### Given instruction A:
From the passage on fairy tales, reproduce the text starting at "Instead of demanding" and ending at "voices fill in.", swapping in "launchpad story" for "springboard story".
### Given instruction B:
The passage on fairy tales introduces several conventional storytelling practices with the words "Instead of." List every practice it names this way.

Nonsense. What we dismiss as mere fairy tales are actually clever little beasts that make us do things. What’s more, they work on the same principle as cake mix pitch men used in 1950s TV ads, and what some skilled leaders use today.
Fairy tales invite the audience to imagine themselves as the characters in the tale — characters that do what the storyteller wants them to do. Tim Carmody explains in a recent blog post “How Fairy Tales Break All The Rules.”
Instead of demanding “round characters,” fairy tales embrace flat ones. …[F]airy tales operate with a surreal dream logic in abstract settings. Instead of starting [in the midst of things], they start “once upon a time.” Instead of “telling the story only you can tell,” fairy tales ask you to retell stories that have been told for centuries. So on and so forth.
Stephen Denning: Let your audience be characters who act out your ideas
The fairy tale genre has real applications in business. Stephen Denning explains in one of his books on business storytelling, The Leader’s Guide to Storytelling: Mastering the Art and Discipline of Business Narrative. What he calls a “springboard story” works like a fairy tale in that its characters and events are “flat.” These little stories give scant detail — which in effect invites the audience’s little internal voices fill in.

### Data section:
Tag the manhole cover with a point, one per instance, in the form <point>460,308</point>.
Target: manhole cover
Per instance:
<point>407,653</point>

### Response A:
Instead of demanding “round characters,” fairy tales embrace flat ones. …[F]airy tales operate with a surreal dream logic in abstract settings. Instead of starting [in the midst of things], they start “once upon a time.” Instead of “telling the story only you can tell,” fairy tales ask you to retell stories that have been told for centuries. So on and so forth.
Stephen Denning: Let your audience be characters who act out your ideas
The fairy tale genre has real applications in business. Stephen Denning explains in one of his books on business storytelling, The Leader’s Guide to Storytelling: Mastering the Art and Discipline of Business Narrative. What he calls a “launchpad story” works like a fairy tale in that its characters and events are “flat.” These little stories give scant detail — which in effect invites the audience’s little internal voices fill in.

### Response B:
- Demanding "round characters"
- Starting in the midst of things
- "Telling the story only you can tell"